[Pointing and labeling entries]
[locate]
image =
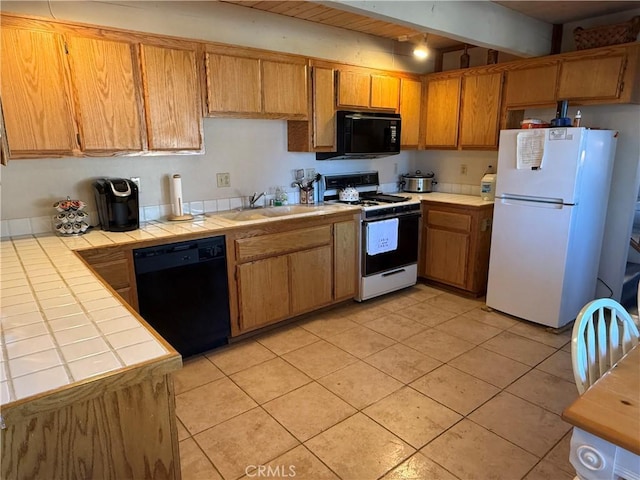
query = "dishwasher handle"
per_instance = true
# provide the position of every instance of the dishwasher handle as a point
(161, 258)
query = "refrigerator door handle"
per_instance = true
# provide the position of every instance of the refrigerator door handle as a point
(510, 198)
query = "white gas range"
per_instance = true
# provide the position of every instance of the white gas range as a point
(389, 235)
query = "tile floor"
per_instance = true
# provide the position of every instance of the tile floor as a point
(419, 384)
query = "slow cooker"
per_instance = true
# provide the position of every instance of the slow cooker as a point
(417, 182)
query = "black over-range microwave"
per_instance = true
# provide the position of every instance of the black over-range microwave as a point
(361, 135)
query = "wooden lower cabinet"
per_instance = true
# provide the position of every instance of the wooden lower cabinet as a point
(285, 269)
(455, 245)
(122, 425)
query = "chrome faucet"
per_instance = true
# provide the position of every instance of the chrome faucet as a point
(254, 198)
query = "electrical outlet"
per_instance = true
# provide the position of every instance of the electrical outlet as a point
(224, 179)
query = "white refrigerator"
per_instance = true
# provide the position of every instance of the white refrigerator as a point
(550, 206)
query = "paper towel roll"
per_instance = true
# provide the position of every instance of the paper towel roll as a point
(176, 195)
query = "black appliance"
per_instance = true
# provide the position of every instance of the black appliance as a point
(183, 293)
(117, 202)
(362, 135)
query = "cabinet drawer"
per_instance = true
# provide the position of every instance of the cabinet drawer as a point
(282, 243)
(455, 221)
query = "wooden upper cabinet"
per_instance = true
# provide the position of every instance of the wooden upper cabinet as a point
(107, 94)
(480, 114)
(284, 88)
(354, 89)
(233, 84)
(363, 89)
(324, 116)
(172, 98)
(443, 108)
(410, 108)
(592, 78)
(385, 91)
(535, 85)
(36, 100)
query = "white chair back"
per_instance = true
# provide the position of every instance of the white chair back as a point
(602, 334)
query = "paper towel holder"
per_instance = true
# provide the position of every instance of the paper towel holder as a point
(177, 213)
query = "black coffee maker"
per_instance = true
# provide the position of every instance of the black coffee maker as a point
(117, 202)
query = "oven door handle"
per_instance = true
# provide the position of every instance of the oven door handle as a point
(395, 272)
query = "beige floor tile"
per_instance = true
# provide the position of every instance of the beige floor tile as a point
(453, 303)
(327, 324)
(541, 333)
(412, 416)
(194, 464)
(298, 463)
(319, 359)
(364, 312)
(493, 318)
(559, 455)
(182, 430)
(359, 449)
(546, 470)
(270, 379)
(545, 390)
(395, 326)
(360, 384)
(402, 363)
(559, 364)
(438, 344)
(470, 330)
(210, 404)
(426, 314)
(418, 467)
(519, 348)
(471, 452)
(196, 371)
(455, 389)
(361, 341)
(490, 367)
(236, 357)
(527, 425)
(309, 410)
(252, 438)
(286, 340)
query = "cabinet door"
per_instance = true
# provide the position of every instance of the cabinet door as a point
(263, 288)
(172, 98)
(107, 94)
(233, 84)
(443, 107)
(531, 86)
(385, 91)
(345, 247)
(354, 89)
(284, 89)
(446, 256)
(480, 115)
(36, 99)
(311, 279)
(410, 102)
(324, 116)
(592, 78)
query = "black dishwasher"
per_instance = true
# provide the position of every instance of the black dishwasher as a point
(183, 293)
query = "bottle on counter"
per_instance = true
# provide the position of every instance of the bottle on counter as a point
(488, 184)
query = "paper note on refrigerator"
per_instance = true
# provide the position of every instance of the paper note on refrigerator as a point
(530, 150)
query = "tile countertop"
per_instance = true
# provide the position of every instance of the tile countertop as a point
(60, 325)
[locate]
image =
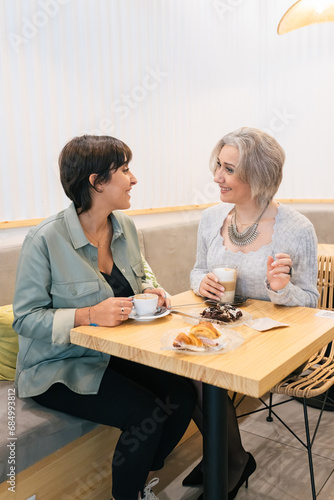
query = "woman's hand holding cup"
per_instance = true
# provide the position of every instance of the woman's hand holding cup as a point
(279, 271)
(111, 312)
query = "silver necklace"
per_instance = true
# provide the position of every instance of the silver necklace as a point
(245, 237)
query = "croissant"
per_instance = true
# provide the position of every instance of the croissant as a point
(182, 339)
(205, 329)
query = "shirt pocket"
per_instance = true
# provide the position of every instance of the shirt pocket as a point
(74, 294)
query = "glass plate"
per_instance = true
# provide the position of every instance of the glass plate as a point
(227, 341)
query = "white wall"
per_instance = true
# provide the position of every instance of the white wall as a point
(169, 77)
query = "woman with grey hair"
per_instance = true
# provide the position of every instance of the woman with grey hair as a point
(273, 246)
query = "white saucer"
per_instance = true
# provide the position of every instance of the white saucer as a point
(148, 317)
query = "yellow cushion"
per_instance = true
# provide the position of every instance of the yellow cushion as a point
(8, 344)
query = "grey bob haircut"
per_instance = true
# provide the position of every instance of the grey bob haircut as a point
(261, 161)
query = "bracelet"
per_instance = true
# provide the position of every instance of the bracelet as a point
(90, 322)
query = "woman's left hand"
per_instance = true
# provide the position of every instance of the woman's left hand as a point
(279, 271)
(163, 299)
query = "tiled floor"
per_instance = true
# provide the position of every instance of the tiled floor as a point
(282, 466)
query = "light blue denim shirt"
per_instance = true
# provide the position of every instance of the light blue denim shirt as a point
(57, 273)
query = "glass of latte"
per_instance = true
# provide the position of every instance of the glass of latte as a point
(227, 277)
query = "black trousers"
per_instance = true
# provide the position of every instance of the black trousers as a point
(152, 408)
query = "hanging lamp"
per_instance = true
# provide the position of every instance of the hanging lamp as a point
(306, 12)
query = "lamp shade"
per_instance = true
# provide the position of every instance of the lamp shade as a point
(306, 12)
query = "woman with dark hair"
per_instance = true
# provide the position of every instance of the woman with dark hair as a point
(273, 246)
(80, 267)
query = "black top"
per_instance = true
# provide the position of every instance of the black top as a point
(120, 285)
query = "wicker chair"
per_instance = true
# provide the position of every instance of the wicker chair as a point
(316, 376)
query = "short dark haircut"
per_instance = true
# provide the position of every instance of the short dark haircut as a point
(86, 155)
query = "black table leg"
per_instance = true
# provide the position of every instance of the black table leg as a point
(215, 443)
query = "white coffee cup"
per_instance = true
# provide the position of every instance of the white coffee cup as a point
(145, 303)
(227, 277)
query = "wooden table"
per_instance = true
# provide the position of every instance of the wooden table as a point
(253, 368)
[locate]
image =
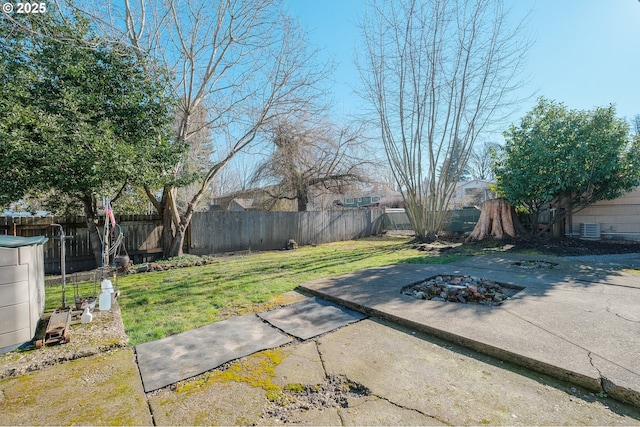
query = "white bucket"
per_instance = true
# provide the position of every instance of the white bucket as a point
(105, 301)
(86, 316)
(106, 286)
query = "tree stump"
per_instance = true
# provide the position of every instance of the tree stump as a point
(497, 219)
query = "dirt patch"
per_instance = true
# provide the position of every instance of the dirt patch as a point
(297, 398)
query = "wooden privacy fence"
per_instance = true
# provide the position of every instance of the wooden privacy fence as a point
(142, 239)
(216, 232)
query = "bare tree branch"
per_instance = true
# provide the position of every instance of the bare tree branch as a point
(436, 73)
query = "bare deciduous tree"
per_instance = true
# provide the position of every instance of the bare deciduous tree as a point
(242, 62)
(312, 157)
(436, 73)
(480, 165)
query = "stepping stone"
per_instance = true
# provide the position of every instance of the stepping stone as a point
(181, 356)
(309, 318)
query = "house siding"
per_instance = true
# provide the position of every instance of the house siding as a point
(618, 218)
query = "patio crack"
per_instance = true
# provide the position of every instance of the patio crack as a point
(621, 316)
(407, 408)
(605, 383)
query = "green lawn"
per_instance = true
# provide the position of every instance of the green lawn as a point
(155, 305)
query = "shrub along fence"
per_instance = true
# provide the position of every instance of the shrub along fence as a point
(459, 220)
(142, 234)
(216, 232)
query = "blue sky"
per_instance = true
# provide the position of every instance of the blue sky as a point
(586, 53)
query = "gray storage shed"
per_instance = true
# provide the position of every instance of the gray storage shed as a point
(21, 289)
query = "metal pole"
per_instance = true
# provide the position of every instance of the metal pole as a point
(63, 264)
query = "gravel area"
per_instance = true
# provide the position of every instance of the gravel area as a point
(104, 333)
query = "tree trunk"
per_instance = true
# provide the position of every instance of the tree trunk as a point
(303, 199)
(497, 219)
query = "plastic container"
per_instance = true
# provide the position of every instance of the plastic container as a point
(105, 301)
(86, 316)
(106, 286)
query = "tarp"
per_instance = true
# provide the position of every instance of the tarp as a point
(17, 241)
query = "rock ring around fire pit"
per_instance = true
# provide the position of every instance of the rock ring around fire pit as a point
(535, 264)
(461, 289)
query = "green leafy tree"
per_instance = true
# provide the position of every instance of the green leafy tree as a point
(81, 116)
(565, 160)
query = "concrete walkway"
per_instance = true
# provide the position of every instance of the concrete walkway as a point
(185, 355)
(579, 321)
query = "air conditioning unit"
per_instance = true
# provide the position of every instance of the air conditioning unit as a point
(590, 230)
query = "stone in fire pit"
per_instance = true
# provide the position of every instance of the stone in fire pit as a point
(461, 289)
(535, 264)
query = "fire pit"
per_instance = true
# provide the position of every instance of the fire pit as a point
(535, 264)
(461, 289)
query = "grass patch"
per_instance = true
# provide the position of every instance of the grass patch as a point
(155, 305)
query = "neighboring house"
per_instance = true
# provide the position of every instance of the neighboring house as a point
(240, 205)
(610, 219)
(472, 193)
(358, 202)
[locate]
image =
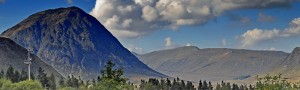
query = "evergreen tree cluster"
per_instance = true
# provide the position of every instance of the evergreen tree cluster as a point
(166, 84)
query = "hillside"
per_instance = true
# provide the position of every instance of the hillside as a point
(13, 54)
(214, 64)
(74, 42)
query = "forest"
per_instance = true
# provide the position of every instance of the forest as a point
(111, 78)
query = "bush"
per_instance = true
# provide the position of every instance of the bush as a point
(28, 85)
(6, 84)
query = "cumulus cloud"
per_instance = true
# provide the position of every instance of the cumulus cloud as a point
(272, 49)
(69, 1)
(252, 37)
(136, 18)
(168, 42)
(223, 42)
(135, 49)
(265, 18)
(2, 1)
(188, 44)
(238, 18)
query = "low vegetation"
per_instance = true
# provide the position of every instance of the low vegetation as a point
(112, 79)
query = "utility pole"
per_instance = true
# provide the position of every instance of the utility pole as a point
(28, 62)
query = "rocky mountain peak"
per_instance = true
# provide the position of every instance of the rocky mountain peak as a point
(74, 42)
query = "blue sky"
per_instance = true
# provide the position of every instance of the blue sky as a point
(148, 26)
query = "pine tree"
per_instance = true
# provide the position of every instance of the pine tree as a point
(168, 84)
(210, 87)
(32, 77)
(80, 81)
(1, 73)
(74, 82)
(16, 77)
(42, 77)
(182, 85)
(94, 82)
(200, 85)
(205, 85)
(52, 84)
(10, 72)
(218, 87)
(24, 75)
(61, 82)
(69, 82)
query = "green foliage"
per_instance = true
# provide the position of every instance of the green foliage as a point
(42, 77)
(61, 82)
(162, 84)
(28, 85)
(23, 85)
(52, 84)
(276, 82)
(1, 73)
(111, 84)
(111, 79)
(10, 73)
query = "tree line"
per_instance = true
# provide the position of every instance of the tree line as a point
(112, 78)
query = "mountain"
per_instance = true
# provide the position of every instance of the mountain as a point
(214, 64)
(13, 54)
(290, 66)
(76, 43)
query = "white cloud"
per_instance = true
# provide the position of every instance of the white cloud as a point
(224, 42)
(265, 18)
(188, 44)
(2, 1)
(69, 1)
(142, 17)
(149, 13)
(135, 49)
(272, 49)
(168, 42)
(252, 37)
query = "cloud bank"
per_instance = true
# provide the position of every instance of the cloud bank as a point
(135, 18)
(252, 37)
(2, 1)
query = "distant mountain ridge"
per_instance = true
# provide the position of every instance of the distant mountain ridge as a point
(13, 54)
(74, 42)
(214, 64)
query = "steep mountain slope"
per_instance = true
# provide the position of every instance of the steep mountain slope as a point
(192, 63)
(290, 67)
(13, 54)
(74, 42)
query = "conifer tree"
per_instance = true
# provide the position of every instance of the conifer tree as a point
(200, 85)
(61, 82)
(24, 75)
(210, 87)
(205, 86)
(218, 87)
(16, 77)
(1, 73)
(52, 84)
(42, 77)
(10, 72)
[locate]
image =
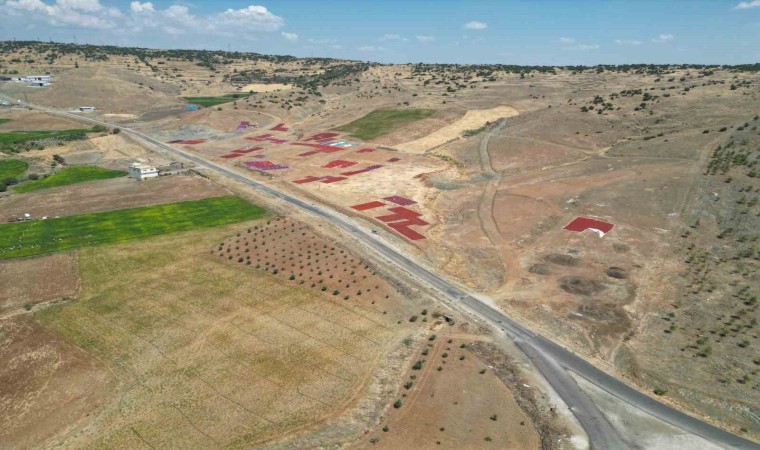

**Task requirements:** Locate every line in the listing above that contains the word "beige", treating case as significant, and copy each such line.

**Exercise output:**
query = "beige floor tile"
# provide the position of every instance of the beige floor tile as a point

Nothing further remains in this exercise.